Data entries
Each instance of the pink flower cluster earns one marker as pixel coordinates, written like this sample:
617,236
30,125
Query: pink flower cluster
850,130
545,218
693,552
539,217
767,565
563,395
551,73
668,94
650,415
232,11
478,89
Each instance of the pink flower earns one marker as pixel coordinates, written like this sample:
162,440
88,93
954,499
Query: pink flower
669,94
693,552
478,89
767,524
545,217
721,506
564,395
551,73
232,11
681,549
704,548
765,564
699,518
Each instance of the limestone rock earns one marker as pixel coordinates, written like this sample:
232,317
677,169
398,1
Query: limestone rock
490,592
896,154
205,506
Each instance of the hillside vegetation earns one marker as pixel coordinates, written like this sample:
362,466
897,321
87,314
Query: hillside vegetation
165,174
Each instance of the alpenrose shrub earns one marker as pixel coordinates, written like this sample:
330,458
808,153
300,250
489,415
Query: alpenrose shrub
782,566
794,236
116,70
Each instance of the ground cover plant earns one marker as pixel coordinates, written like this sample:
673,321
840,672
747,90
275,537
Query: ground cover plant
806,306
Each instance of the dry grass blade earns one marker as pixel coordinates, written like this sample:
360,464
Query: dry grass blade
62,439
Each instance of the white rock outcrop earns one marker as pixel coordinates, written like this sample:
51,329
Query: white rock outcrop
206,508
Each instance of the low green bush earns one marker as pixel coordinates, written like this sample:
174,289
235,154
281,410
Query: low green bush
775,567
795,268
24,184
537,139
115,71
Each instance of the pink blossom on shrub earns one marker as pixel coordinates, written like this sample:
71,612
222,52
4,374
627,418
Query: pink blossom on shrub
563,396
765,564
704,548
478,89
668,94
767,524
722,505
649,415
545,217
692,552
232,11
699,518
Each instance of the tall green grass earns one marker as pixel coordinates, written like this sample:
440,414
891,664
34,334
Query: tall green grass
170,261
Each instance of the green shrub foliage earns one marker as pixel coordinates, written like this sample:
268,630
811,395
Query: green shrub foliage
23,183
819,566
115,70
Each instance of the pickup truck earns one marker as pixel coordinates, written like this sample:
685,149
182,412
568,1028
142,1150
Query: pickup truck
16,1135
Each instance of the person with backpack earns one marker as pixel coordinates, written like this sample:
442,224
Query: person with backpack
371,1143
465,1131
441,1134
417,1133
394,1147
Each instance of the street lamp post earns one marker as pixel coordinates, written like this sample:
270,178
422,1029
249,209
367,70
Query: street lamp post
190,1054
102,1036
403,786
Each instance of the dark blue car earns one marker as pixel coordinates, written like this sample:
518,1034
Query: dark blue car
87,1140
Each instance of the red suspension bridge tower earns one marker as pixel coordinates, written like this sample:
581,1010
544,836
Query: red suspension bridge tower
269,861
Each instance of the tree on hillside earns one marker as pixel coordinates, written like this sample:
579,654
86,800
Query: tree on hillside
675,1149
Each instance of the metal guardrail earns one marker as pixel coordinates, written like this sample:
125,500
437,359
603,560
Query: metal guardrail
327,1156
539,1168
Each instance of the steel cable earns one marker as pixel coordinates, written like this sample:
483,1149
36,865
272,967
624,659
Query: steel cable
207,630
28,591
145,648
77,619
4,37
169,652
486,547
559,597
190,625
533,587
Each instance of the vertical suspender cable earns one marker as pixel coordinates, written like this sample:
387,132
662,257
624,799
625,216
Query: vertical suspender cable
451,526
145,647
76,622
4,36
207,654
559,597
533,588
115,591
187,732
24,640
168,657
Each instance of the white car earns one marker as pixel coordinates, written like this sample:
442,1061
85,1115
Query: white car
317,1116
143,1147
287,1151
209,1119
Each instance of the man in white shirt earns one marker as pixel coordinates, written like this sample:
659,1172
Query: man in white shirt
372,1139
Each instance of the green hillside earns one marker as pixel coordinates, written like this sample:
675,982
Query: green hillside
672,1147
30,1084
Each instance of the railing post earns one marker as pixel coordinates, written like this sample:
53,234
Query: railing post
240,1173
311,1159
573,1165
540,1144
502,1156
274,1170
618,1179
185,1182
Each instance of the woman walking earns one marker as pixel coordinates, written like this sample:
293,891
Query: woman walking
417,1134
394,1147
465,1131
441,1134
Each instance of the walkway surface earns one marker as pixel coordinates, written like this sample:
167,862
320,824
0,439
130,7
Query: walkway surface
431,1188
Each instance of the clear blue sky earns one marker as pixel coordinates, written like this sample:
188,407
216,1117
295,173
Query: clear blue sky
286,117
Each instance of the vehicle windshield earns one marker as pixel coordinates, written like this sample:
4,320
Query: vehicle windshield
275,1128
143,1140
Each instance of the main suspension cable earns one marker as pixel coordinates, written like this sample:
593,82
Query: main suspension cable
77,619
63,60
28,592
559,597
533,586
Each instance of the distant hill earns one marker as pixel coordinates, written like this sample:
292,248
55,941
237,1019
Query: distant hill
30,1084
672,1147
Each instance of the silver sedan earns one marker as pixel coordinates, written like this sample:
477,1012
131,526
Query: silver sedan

Written instruction: Rewrite all of the lines above with "earns one marker" changed to "receives one point" everywhere it occurs, keeping everything else the same.

Answer to the problem:
Each instance of the pink flower cluster receives one point as pixel coordinates, written like this sample:
617,236
30,125
Query: pink flower cluster
850,130
545,218
693,552
539,217
767,565
563,395
551,73
668,94
650,415
232,11
478,89
Each instance of the pink flower receives one point as pixel coordinates, written like this sample:
162,440
88,93
954,499
Query: pink flower
669,94
693,552
478,89
767,524
545,217
721,506
564,395
551,73
232,11
681,549
704,548
765,564
699,518
Each instance of the limestone rock receives one point as pixel coordinates, written like this sample:
232,317
677,169
398,1
Query: limestone rock
490,592
896,154
205,506
Each instance of the hillside vegetation receives one point as pixel coordinates, written like this sample:
362,466
897,321
87,314
Query: hillside vegetation
165,174
Each instance of the alpenrose shrub receives one point as pixel coordinates, written like this sample:
330,458
808,153
300,250
489,415
Query: alpenrose shrub
782,566
794,236
116,70
Each instance of the ground cover plant receives one point as pixel coordinates, written like this sample:
673,321
840,672
747,90
275,537
Query: ground cover plant
806,306
Each instance of the dry grass blade receives one point as pixel coordinates, written like this sample:
360,464
Query: dry grass blade
62,439
Each instance of the white rock outcrop receives one point as pixel coordinates, written like this sample:
51,329
Query: white rock outcrop
206,508
Each instance of the low green bush receives one point as pixel coordinates, written like this sample:
174,289
235,154
281,410
Query: low green bush
775,567
795,268
24,184
537,139
115,71
Each instance of the pink blossom on shrub receives one point as pixel coordinates, written like this sample:
71,612
222,52
4,374
627,418
Query: pink blossom on shrub
563,396
765,564
704,548
478,89
668,94
767,524
722,505
649,415
545,217
692,552
232,11
699,518
Each instance of the tall green grass receives one point as pixel coordinates, written like this sample:
440,414
891,664
34,334
Query: tall green grass
170,261
Each instance of the green shrub foliage receives one point as pixel coordinates, written like this sample:
268,630
811,395
Query: green shrub foliage
23,183
819,566
115,70
Each instance of the pickup truck receives one point as pixel coordinates, written like this sample:
685,149
182,412
568,1028
142,1150
Query: pickup truck
16,1135
Each instance of the person with backpack receives one point as pixel coordinates, written like this sample:
442,224
Query: person with backpack
371,1143
465,1131
441,1134
417,1133
394,1147
Each instance of the street lamp post receives one point as pixel coordinates, written like this sample:
270,178
422,1029
249,209
367,70
Query: street lamp post
190,1054
102,1036
403,786
Each instance of the dark blue car receives one point as pixel coordinates, written like this sample:
518,1034
Query: dark blue car
87,1140
Each instance of the red suspension bridge tower receives one point as pixel coordinates, written like this sample:
581,1010
544,836
Query: red suspension bridge tower
269,861
Each instance of the tree on hillside receives one point as pixel coordinates, written like this sample:
579,654
86,800
Query: tree on hillside
675,1149
Each instance of the metal guardrail receives one point as pixel coordinates, written like this sample:
125,500
437,359
603,560
Query: metal guardrail
327,1156
539,1168
Each instance of the steel cable receives one point as pixel coordinates, written like this sample:
483,1149
36,865
272,967
624,659
Query: steel cable
207,630
28,591
145,648
77,619
4,37
169,652
486,547
559,597
190,625
533,587
Each instance of the vertical suspender cable receives one point as pixel coordinates, written like this sample:
387,132
662,257
624,799
625,216
Query: vertical suspender cable
451,526
145,647
76,622
4,36
207,654
559,597
533,588
115,591
187,732
24,640
168,657
Each instance of the white car receives one point as pixel coordinates, written like this sample:
442,1061
85,1115
Query: white car
317,1116
143,1147
287,1151
209,1119
Each instance of the man in white shirt receives one point as pixel coordinates, written like this sample:
659,1172
Query: man in white shirt
372,1139
Each instance of the green hillside receives one point as pixel coordinates, written like this sample:
675,982
Query: green hillside
672,1147
30,1084
Each instance of the railing post receives one point as pixel coordinates, written like this sample:
53,234
Query: railing post
240,1173
311,1159
573,1165
540,1144
502,1156
274,1170
618,1179
185,1182
Each instance of the woman walking receives one point as pixel coordinates, written like this sample:
293,891
Query: woman walking
417,1134
394,1147
465,1131
441,1134
Each instance of the walkway surface receives one point as pixel coordinates, written like this sample:
167,862
320,824
0,439
130,7
Query: walkway surface
431,1188
Each instance of the clear blue sky receives one point as pixel coordinates, written like this sample:
188,407
216,1117
295,173
Query: clear blue sky
286,117
Each instance of the vehicle windshield receives one point as pixel coordinates, written like this sample:
4,320
Query: vehicle windshield
275,1128
143,1140
Each instance of the main suspension cable receives one point as pixel coordinates, written like this sample:
593,82
Query: main suspension cable
77,619
63,60
28,592
559,597
533,586
Each instance of the distant hill receives one point as pixel coordinates, written like this sample:
292,248
55,941
237,1019
Query: distant hill
30,1084
672,1147
Each instance of the silver sedan receives one point as pixel coordinates, written like this sample:
477,1012
131,526
Query: silver sedan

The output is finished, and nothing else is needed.